Point localization data:
++++++++++++++++++++
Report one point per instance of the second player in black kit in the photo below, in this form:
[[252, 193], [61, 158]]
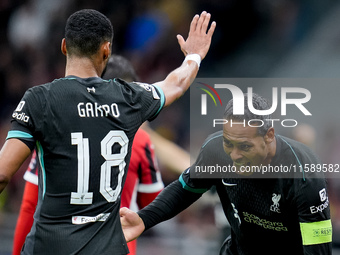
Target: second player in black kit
[[282, 214]]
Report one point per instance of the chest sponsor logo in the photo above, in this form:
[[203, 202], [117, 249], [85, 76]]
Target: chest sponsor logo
[[325, 202], [275, 206], [267, 224], [78, 220]]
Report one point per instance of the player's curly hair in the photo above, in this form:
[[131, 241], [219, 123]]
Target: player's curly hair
[[85, 31], [259, 103]]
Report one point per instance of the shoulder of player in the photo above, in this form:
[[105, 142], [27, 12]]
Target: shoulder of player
[[141, 137]]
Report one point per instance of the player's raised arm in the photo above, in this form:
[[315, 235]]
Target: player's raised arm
[[195, 48]]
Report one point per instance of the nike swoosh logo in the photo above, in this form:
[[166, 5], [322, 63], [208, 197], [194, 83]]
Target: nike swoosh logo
[[228, 184]]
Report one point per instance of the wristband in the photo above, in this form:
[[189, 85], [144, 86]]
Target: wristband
[[194, 57]]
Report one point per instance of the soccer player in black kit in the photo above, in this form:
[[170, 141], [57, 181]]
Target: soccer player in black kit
[[83, 128], [282, 214]]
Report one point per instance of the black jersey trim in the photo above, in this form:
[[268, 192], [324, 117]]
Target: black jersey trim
[[297, 158]]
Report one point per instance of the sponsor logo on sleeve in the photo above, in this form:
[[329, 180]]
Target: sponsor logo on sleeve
[[149, 87], [20, 115], [78, 220]]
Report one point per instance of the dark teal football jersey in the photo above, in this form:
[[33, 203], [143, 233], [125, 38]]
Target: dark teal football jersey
[[83, 129], [268, 215]]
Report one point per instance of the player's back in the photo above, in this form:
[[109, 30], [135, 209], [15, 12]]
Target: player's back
[[84, 130]]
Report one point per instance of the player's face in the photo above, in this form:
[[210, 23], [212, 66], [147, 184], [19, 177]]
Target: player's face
[[245, 146]]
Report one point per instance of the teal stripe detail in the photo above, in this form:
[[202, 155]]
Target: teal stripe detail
[[18, 134], [301, 167], [162, 98], [40, 152], [185, 186]]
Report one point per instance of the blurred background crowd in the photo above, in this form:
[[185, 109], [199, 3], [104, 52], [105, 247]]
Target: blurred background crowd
[[254, 38]]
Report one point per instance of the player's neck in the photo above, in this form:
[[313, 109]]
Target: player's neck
[[82, 67]]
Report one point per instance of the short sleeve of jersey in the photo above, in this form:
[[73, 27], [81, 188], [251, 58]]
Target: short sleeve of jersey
[[31, 174], [312, 203], [150, 98]]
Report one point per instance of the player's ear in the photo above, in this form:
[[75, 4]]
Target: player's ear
[[270, 135], [106, 50], [63, 46]]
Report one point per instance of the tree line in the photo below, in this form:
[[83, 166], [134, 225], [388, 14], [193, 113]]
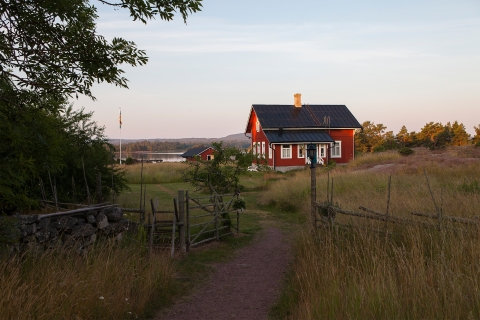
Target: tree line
[[50, 53], [173, 146], [434, 135]]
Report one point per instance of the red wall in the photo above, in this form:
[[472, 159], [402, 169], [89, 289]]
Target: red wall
[[344, 135], [205, 153], [348, 146]]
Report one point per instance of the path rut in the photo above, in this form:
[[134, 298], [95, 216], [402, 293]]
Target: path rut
[[244, 288]]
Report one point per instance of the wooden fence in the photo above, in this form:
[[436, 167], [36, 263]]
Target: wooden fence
[[326, 213], [194, 220]]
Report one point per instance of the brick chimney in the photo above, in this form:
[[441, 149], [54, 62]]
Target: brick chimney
[[297, 100]]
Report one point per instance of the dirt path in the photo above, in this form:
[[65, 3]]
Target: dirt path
[[244, 288]]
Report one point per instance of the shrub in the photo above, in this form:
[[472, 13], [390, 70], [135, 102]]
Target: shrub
[[406, 151]]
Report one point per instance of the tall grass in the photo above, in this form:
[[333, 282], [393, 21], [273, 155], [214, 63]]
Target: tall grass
[[453, 187], [359, 274], [163, 172], [109, 282], [379, 271]]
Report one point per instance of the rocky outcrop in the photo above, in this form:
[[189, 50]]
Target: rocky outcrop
[[78, 229]]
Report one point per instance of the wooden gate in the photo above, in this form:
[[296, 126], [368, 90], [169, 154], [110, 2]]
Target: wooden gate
[[208, 219]]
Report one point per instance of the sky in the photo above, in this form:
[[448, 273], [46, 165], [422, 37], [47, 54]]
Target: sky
[[390, 62]]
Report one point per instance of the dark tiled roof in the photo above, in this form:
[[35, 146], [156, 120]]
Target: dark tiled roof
[[308, 116], [294, 136], [194, 152]]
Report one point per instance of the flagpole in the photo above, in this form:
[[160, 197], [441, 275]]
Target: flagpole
[[120, 135]]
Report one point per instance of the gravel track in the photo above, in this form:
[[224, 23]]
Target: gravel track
[[244, 288]]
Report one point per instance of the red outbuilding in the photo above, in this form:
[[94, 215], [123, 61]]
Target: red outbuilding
[[281, 133]]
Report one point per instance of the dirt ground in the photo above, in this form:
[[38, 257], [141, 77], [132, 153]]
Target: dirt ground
[[244, 288]]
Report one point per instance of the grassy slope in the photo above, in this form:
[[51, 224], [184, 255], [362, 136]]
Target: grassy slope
[[410, 273]]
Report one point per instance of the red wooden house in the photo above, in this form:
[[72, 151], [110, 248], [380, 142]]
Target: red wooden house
[[205, 153], [280, 133]]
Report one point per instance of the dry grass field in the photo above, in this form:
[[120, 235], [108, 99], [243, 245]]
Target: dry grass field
[[111, 281]]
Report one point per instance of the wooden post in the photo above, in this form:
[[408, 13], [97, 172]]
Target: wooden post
[[74, 192], [388, 198], [172, 253], [313, 194], [42, 189], [141, 189], [152, 225], [328, 186], [215, 212], [99, 188], [89, 199], [181, 218], [187, 220]]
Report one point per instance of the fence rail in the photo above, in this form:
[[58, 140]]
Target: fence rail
[[326, 213]]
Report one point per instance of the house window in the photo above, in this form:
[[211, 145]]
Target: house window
[[337, 149], [322, 153], [301, 151], [286, 151]]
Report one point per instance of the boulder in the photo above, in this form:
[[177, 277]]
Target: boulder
[[102, 221], [83, 231], [27, 229], [91, 219], [114, 214], [65, 223], [24, 219], [43, 223]]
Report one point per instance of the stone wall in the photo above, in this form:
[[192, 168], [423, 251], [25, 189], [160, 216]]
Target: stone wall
[[79, 229]]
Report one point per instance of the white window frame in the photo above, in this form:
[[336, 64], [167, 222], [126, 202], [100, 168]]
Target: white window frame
[[321, 151], [287, 150], [299, 148], [336, 147]]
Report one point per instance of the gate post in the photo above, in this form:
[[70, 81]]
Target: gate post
[[216, 212], [181, 218]]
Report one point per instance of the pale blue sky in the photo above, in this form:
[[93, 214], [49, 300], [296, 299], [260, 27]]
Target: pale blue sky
[[391, 62]]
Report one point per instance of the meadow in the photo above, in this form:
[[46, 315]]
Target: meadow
[[370, 270], [376, 271]]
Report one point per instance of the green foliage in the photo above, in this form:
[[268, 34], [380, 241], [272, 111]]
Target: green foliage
[[435, 135], [370, 136], [239, 204], [476, 137], [9, 234], [405, 151], [50, 51], [221, 174], [459, 134], [43, 139], [55, 46]]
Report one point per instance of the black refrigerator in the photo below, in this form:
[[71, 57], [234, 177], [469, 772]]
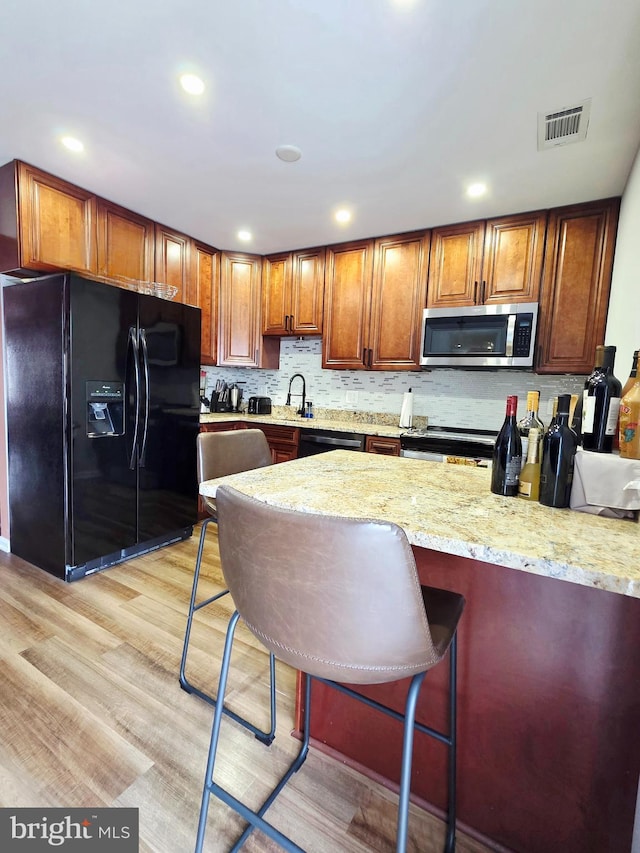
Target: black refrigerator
[[102, 388]]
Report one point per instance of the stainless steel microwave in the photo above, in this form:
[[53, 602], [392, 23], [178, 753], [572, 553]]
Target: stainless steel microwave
[[485, 336]]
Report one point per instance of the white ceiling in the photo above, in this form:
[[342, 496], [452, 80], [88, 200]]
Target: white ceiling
[[396, 105]]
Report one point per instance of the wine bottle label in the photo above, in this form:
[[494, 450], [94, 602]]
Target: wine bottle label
[[525, 489], [512, 471], [612, 416], [588, 412]]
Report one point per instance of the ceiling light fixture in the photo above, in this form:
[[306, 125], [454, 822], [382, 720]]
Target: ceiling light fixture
[[192, 84], [72, 143], [343, 216], [476, 190], [288, 153]]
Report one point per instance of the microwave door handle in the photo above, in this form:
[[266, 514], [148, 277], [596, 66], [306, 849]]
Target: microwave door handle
[[511, 329]]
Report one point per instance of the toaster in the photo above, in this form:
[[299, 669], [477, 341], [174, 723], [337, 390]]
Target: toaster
[[259, 406]]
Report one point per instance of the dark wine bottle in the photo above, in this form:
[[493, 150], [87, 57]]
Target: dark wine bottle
[[558, 455], [507, 454], [601, 403]]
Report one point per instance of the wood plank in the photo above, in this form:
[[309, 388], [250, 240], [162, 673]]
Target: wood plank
[[92, 713]]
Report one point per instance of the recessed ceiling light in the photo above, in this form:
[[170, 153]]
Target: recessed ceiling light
[[192, 84], [288, 153], [476, 190], [72, 143]]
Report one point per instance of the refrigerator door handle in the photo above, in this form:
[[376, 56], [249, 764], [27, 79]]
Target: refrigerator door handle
[[133, 342], [145, 364]]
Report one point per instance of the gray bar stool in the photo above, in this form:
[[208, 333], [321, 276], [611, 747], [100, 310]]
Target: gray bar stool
[[339, 599], [218, 455]]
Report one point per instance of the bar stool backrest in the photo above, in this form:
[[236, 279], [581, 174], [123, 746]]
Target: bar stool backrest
[[230, 452], [336, 597]]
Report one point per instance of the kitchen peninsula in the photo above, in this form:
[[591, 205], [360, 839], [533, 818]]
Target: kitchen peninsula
[[549, 671]]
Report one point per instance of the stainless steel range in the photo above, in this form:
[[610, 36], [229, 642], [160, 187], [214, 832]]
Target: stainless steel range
[[449, 444]]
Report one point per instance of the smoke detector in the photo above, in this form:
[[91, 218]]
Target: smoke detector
[[564, 126]]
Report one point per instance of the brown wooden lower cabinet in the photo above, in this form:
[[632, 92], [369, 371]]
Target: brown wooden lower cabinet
[[283, 441], [382, 445], [548, 697]]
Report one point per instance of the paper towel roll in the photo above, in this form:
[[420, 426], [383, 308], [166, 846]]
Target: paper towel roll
[[406, 412]]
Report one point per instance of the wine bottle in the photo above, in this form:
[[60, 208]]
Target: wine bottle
[[558, 455], [507, 454], [529, 487], [531, 420], [629, 427], [628, 385], [601, 403]]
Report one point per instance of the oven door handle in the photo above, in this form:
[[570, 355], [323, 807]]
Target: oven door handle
[[337, 442]]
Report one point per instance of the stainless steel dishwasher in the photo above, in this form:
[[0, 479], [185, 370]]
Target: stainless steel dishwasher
[[314, 441]]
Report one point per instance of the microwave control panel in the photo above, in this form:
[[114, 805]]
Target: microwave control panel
[[522, 335]]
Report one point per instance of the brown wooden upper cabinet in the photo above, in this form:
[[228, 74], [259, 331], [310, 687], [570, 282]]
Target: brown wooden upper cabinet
[[125, 244], [576, 285], [374, 295], [47, 224], [292, 293], [494, 260], [173, 260], [240, 341], [205, 280]]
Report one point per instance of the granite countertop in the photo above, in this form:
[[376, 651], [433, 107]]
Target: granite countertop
[[323, 419], [450, 508]]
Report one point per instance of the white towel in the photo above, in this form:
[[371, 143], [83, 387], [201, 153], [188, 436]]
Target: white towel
[[406, 413]]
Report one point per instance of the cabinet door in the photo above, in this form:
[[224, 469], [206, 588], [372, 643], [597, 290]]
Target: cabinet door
[[512, 265], [283, 442], [398, 297], [57, 223], [240, 340], [276, 295], [455, 265], [125, 244], [307, 292], [205, 278], [349, 269], [576, 283], [173, 254]]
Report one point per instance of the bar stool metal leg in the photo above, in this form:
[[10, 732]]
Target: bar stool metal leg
[[407, 757], [255, 819], [266, 737]]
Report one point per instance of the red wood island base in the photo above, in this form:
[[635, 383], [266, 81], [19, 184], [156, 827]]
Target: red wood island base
[[549, 707]]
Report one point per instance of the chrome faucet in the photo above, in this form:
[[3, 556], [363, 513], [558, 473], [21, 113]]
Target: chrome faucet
[[304, 393]]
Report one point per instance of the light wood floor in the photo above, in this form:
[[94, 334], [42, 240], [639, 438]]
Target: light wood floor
[[91, 714]]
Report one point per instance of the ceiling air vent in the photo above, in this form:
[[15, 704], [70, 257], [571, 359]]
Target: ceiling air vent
[[563, 126]]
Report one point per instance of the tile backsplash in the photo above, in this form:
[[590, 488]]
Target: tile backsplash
[[465, 398]]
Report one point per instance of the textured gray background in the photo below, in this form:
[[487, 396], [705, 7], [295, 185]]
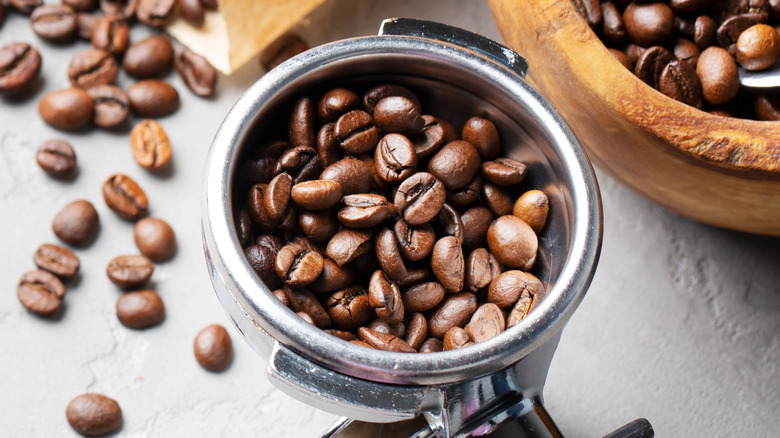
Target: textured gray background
[[681, 324]]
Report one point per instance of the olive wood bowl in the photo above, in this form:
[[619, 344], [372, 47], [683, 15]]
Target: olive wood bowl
[[717, 170]]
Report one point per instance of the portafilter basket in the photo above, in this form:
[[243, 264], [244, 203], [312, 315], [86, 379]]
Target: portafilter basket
[[456, 74]]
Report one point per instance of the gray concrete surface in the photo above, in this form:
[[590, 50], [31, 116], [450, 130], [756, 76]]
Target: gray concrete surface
[[681, 324]]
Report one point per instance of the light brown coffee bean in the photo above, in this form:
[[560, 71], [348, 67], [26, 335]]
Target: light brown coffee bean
[[150, 145], [129, 271], [140, 309], [213, 348], [94, 414], [56, 260], [125, 197]]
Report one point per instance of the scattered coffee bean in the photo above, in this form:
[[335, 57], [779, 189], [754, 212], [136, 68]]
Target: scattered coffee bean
[[140, 309], [150, 57], [76, 223], [57, 260], [111, 106], [94, 414], [129, 271], [56, 157], [40, 292], [155, 239], [123, 195], [150, 145], [196, 72], [66, 109]]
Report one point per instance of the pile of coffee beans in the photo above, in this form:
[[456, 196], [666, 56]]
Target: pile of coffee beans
[[689, 49], [389, 228]]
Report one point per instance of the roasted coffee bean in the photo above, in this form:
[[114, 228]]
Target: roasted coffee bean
[[355, 132], [328, 150], [718, 73], [301, 129], [363, 210], [55, 23], [397, 114], [140, 309], [112, 34], [86, 25], [385, 298], [336, 102], [434, 134], [613, 32], [196, 72], [213, 348], [513, 242], [384, 341], [300, 162], [448, 264], [456, 338], [153, 98], [155, 239], [92, 67], [94, 414], [679, 81], [297, 266], [372, 97], [123, 195], [648, 24], [318, 226], [455, 311], [333, 277], [483, 135], [417, 331], [465, 196], [155, 12], [394, 158], [57, 260], [456, 164], [40, 292], [352, 174], [349, 308], [130, 271], [651, 64], [591, 11], [481, 268], [192, 12], [320, 194], [431, 345], [66, 109], [277, 196], [486, 323], [304, 301], [423, 297], [81, 5], [504, 171], [419, 198], [24, 6], [532, 207], [758, 47], [729, 31], [148, 58], [388, 255], [56, 157], [497, 199], [111, 106], [282, 49], [123, 8], [76, 223], [414, 242], [476, 221]]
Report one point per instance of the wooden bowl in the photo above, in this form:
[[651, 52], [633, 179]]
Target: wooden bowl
++++++++++++++++++++
§ **Exercise instructions**
Using the entries above, write out exactly the lines from the one with "[[58, 140]]" through the one with "[[306, 125], [454, 822], [382, 720]]", ends included. Leave out any pictures.

§ **Output**
[[58, 140]]
Target: fence rail
[[326, 213]]
Report one point per instance of the house window in the photo above, in this form:
[[211, 145]]
Target: house window
[[337, 149], [322, 153], [301, 151], [286, 151]]
Report one point per instance of the boulder in the photo above, in this form:
[[177, 277]]
Target: boulder
[[102, 221], [83, 231], [27, 229], [91, 219], [114, 214], [65, 223], [24, 219], [43, 223]]
Report one point per instance of the stone wall in the photo above, in this form:
[[192, 168], [423, 251], [25, 189], [160, 216]]
Target: stone wall
[[79, 229]]
Report one point per instance of the white window frame in the photo above, in this form:
[[336, 64], [167, 222], [126, 202], [100, 168]]
Target: white window frame
[[321, 151], [287, 150], [299, 148], [336, 147]]
Report one point per instance of the gate post in the photo above, in this form:
[[70, 81]]
Target: gate post
[[216, 212], [181, 218]]
Report one point per instance of the pale blue sky in the photo above, in this form:
[[93, 214], [49, 300], [296, 299], [260, 27]]
Target: pale blue sky
[[391, 62]]
Report one point per instance of the meadow in the photo above, in this form:
[[46, 315]]
Target: meadow
[[370, 270], [376, 271]]
Report one point per instance of the green foliage in the photo above, in this form:
[[268, 34], [380, 241], [272, 111]]
Target: green foliage
[[435, 135], [370, 136], [239, 204], [476, 137], [9, 234], [405, 151], [50, 51], [221, 174], [459, 134], [43, 139], [55, 46]]
Report one point per instance of the black refrigerator in the photo below, in this form:
[[71, 57], [234, 177], [469, 772]]
Target: black refrigerator
[[102, 388]]
Report one point per instance of the stainless steel microwave in the photo above, in this form:
[[53, 602], [392, 23], [178, 753], [572, 553]]
Target: stainless steel microwave
[[485, 336]]
Report one point per instance of the white ceiling in the photo above, in this form:
[[342, 496], [452, 80], [88, 200]]
Target: white ceiling
[[396, 105]]
Report one point per instance of the wine bottle label in the photo above, in this form:
[[494, 450], [94, 602]]
Target: wine bottle label
[[525, 489], [512, 471], [612, 416], [588, 412]]
Report one point per instance of the ceiling light fixture in the photo above, in this form:
[[306, 125], [454, 822], [382, 720]]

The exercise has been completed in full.